__読解文__
===

結論 本件審判の請求は、成り立たない。 
理由 1.手続の経緯・本願発明
本願は、平成15年4月4日の出願であって、平成18年6月8日に拒絶査定がなされ、同年7月12日にこれに対する審判請求がなされ、平成20年4月7日付けで当審における拒絶理由が通知され、同年6月9日付けで手続補正がされたものであり、その発明は、上記の手続補正(以下、「当審補正」という。)により補正された明細書の特許請求の範囲の請求項1?6に記載された事項により特定されるとおりのものと認められるところ、請求項1に係る発明は以下に示すとおりのものと認められる。
「銅(Cu),ニッケル(Ni),チタン(Ti),鉄(Fe)およびクロム(Cr)からなる群のうちの少なくとも1種により構成された集電体と、
この集電体に設けられたケイ素(Si)またはゲルマニウム(Ge)の単体および化合物からなる群のうちの少なくとも1種により構成された活物質層と、
この活物質層の表面の一部に設けられ、ニッケルからなり300nm以上600nm以下の厚みを有する薄膜層と
を備えたことを特徴とする電極。」
(以下、この請求項1に係る発明を「本願発明」という。)

2.当審拒絶理由の概要
当審における拒絶理由の概要は、本願の当審補正前の請求項1?11に係る発明はその出願前日本国内又は外国において頒布された刊行物1,2に基いてその出願前にその発明の属する技術の分野における通常の知識を有する者が容易に発明をすることができたものであるから、特許法第29条第2項の規定により特許を受けることができないというものである。

3.刊行物の記載事項
当審拒絶理由に刊行物1として引用した特開2002-289178号公報には、以下の記載がされている。
[1-a]「Liと合金化しない金属からなる集電体層の上に、Liと合金化する金属からなる活物質層が設けられたリチウム二次電池用電極において、前記活物質層の前記集電体層と反対側の面の上に、Liと合金化しない金属からなる表面被覆層またはLiと合金化しない金属とLiと合金化する金属との合金からなる表面被覆層が設けられていることを特徴とするリチウム二次電池用電極。」(特許請求の範囲の請求項1)
[1-b]「本発明においては、Liと合金化しない金属を含む表面被覆層が活物質層の上に設けられているので、活物質層の表面と電解液との反応をこの表面被覆層により抑制することができる。この結果、活物質層表面の劣化を抑制することができ、充放電サイクル特性を向上させることができる。」(【0008】)

===

__抜粋データ__
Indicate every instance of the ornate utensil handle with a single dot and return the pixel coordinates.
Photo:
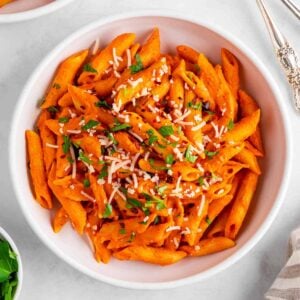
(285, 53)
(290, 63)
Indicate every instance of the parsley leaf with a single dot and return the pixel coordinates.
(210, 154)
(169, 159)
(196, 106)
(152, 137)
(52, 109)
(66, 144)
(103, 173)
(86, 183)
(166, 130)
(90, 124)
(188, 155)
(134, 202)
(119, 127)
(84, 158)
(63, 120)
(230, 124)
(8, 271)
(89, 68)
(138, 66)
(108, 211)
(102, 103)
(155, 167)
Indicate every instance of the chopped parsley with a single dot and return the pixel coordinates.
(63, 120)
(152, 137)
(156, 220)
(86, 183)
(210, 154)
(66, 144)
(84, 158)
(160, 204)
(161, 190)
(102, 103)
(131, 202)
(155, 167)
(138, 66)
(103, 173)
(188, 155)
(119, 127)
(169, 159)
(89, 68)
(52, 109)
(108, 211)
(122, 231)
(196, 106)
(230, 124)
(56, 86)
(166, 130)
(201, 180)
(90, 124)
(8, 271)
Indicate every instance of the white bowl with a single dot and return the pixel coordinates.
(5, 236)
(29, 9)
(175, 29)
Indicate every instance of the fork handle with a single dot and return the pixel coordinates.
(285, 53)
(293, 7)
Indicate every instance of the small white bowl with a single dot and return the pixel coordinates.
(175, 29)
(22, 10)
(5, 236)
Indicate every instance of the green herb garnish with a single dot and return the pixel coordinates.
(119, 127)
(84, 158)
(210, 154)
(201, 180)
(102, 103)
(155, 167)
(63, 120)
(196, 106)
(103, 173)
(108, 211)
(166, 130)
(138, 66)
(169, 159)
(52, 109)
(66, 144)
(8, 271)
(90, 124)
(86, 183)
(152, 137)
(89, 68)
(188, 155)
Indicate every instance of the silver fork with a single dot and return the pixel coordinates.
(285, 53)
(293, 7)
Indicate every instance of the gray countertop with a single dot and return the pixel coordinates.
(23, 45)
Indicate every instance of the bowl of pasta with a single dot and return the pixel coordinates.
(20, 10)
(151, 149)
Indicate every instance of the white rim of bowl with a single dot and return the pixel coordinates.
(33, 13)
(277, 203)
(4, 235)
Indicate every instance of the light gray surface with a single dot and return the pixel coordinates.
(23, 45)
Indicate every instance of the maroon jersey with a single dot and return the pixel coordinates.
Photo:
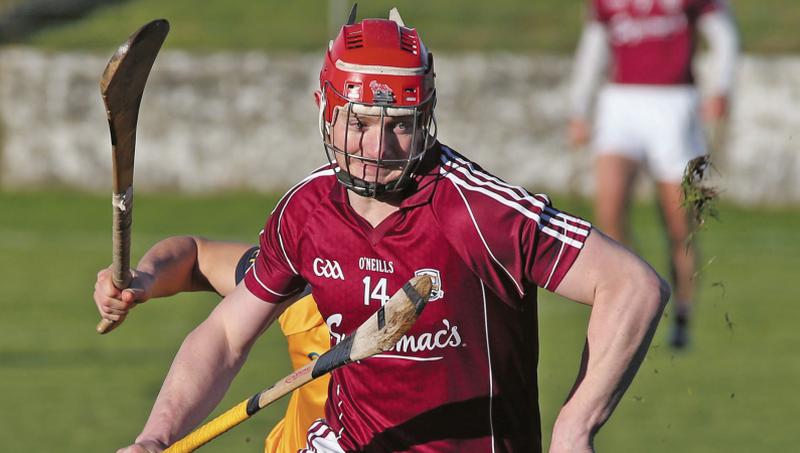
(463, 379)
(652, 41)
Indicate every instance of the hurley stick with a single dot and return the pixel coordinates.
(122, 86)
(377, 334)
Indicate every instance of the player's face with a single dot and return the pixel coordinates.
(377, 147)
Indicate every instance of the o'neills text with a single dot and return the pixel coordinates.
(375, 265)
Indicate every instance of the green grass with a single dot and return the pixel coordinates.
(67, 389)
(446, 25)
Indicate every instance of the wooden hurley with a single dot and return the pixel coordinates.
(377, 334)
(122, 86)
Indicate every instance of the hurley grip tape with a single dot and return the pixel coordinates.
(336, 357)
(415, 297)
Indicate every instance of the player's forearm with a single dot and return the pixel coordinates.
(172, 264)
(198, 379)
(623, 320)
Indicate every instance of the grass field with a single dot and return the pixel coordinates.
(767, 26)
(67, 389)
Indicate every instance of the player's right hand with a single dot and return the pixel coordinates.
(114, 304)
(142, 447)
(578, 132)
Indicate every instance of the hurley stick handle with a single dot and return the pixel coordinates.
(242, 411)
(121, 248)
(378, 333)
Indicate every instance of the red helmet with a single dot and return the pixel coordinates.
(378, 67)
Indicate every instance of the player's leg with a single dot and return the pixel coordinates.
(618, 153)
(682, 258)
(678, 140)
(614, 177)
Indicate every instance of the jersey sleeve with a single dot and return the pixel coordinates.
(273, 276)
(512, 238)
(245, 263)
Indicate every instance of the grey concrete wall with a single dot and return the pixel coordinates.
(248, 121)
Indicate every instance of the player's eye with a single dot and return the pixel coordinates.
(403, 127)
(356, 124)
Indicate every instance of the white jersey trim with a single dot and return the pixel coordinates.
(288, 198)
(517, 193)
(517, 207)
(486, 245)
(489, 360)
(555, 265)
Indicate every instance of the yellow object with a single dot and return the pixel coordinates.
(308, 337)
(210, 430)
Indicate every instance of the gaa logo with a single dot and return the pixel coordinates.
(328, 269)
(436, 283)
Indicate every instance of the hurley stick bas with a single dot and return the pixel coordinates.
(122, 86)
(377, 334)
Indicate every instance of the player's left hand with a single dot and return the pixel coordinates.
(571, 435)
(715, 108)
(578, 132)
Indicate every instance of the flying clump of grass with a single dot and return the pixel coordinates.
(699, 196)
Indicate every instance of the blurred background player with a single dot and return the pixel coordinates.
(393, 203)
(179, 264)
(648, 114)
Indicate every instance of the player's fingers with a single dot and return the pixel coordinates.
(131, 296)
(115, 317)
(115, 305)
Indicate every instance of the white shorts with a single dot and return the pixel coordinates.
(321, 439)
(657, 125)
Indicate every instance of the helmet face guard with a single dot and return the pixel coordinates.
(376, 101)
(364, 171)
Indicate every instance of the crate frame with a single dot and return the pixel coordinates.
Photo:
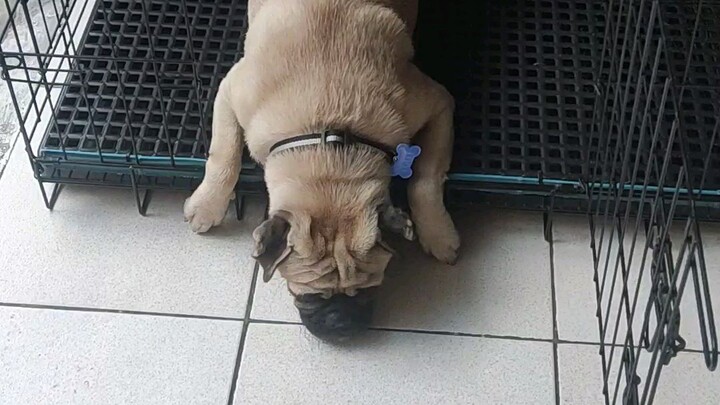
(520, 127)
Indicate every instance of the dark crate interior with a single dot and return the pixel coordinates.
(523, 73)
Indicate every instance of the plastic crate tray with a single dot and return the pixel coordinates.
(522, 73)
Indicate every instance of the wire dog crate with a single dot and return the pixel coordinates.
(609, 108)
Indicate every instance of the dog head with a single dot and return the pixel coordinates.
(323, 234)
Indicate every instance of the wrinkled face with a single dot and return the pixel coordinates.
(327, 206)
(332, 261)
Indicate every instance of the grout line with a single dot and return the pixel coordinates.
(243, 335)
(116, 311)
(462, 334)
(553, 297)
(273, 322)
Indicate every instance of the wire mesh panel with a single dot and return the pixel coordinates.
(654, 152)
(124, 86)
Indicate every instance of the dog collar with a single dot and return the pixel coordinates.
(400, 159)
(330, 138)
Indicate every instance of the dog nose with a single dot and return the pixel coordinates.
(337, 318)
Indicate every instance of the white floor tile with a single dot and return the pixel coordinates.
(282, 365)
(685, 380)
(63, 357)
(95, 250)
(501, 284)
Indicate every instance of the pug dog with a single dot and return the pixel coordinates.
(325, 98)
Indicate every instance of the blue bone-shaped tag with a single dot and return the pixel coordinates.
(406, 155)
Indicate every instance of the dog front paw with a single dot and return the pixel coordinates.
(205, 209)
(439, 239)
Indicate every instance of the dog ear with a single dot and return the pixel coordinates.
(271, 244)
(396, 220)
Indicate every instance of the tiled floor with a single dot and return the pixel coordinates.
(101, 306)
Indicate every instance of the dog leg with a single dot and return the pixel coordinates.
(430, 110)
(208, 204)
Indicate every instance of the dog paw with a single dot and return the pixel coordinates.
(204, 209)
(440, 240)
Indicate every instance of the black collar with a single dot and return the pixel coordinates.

===

__作業指示 A__
審決文のうち「理由 1.手続の経緯・本願発明」から「を備えたことを特徴とする電極。」」までの部分を、一字も変えずに返してください。
__作業指示 B__
審決文で「本願は、平成15年4月4日の出願であって」で始まる段落を、主な事実を残して箇条書きにまとめてください。
__作業指示 C__
電極に関する審決文の最後の文のあとに続く文章を書いてください。
エントリはどの作業にも使いません。

__模範解答 A__
理由 1.手続の経緯・本願発明
本願は、平成15年4月4日の出願であって、平成18年6月8日に拒絶査定がなされ、同年7月12日にこれに対する審判請求がなされ、平成20年4月7日付けで当審における拒絶理由が通知され、同年6月9日付けで手続補正がされたものであり、その発明は、上記の手続補正(以下、「当審補正」という。)により補正された明細書の特許請求の範囲の請求項1?6に記載された事項により特定されるとおりのものと認められるところ、請求項1に係る発明は以下に示すとおりのものと認められる。
「銅(Cu),ニッケル(Ni),チタン(Ti),鉄(Fe)およびクロム(Cr)からなる群のうちの少なくとも1種により構成された集電体と、
この集電体に設けられたケイ素(Si)またはゲルマニウム(Ge)の単体および化合物からなる群のうちの少なくとも1種により構成された活物質層と、
この活物質層の表面の一部に設けられ、ニッケルからなり300nm以上600nm以下の厚みを有する薄膜層と
を備えたことを特徴とする電極。」

__模範解答 B__
- 出願日：平成15年4月4日
- 拒絶査定：平成18年6月8日
- 拒絶査定に対する審判請求：同年7月12日
- 当審における拒絶理由の通知：平成20年4月7日付け
- 手続補正（当審補正）：同年6月9日付け
- 発明は、当審補正後の明細書の特許請求の範囲の請求項に記載された事項で特定される

__模範解答 C__
[1-c]「本発明において、Liと合金化する金属としては、Liと固溶体または金属間化合物を形成する金属が挙げられる。このような金属としては、Sn(錫)、Ge(ゲルマニウム)、Al(アルミニウム)、In(インジウム)、Mg(マグネシウム)、Pb(鉛)、Bi(ビスマス)、Zn(亜鉛)などが挙げられる。Liと合金化する金属は、2種以上が含まれていてもよい。従って、活物質層中には、Liと合金化する金属の2種以上が含まれていてもよく、Liと合金化する2種以上の金属の合金から形成されていてもよい。」(【0009】)
[1-d]「本発明において、Liと合金化しない金属としては、Liと固溶体または金属間化合物を形成しない金属が挙げられる。具体的には、Liとの二元状態図で合金状態が存在しない金属が挙げられる。Liと合金化しない金属としては、例えば、Cu(銅)、Fe(鉄)、Ni(ニッケル)、Co(コバルト)、Mn(マンガン)、Ti(チタン)、Zr(ジルコニウム)、Mo(モリブデン)、W(タングステン)、Ta(タンタル)などが挙げられる。Liと合金化しない金属は、2種以上含まれていてもよい。」(【0010】)
[1-e]「本発明において、表面被覆層の厚みは0.2μm以下であることが好ましく、さらに好ましくは0.1μm以下である。表面被覆層の厚みが厚くなり過ぎると、活物質層と電解液中のLiとの反応が阻害され、充放電容量が低下する場合がある。また、表面被覆層の厚みは、0.01μm以上であることが好ましい。従って、表面被覆層の厚みは、0.01?0.2μm程度であることが好ましい。表面被覆層の厚みが薄くなり過ぎると、活物質層と電解液との反応を抑制するという効果が十分に得られない場合がある。」(【0016】)
[1-f]「・・・電解銅箔の上に錫薄膜を形成した後、錫薄膜の上に厚み0.02μmのSn-Cu合金層を電解めっき法により形成した。・・・上記の・・・Sn-Cu合金層は、その厚みが非常に薄いので、錫薄膜の上を均一に被覆しているのではなく、島状に分布して被覆していると考えられる。・・・
以上のようにして活物質層である錫薄膜の上に、表面被覆層であるSn-Cu合金層を形成した。このようにして得られた電極を、本発明電極a2とした。・・・」(【0025】?【0027】)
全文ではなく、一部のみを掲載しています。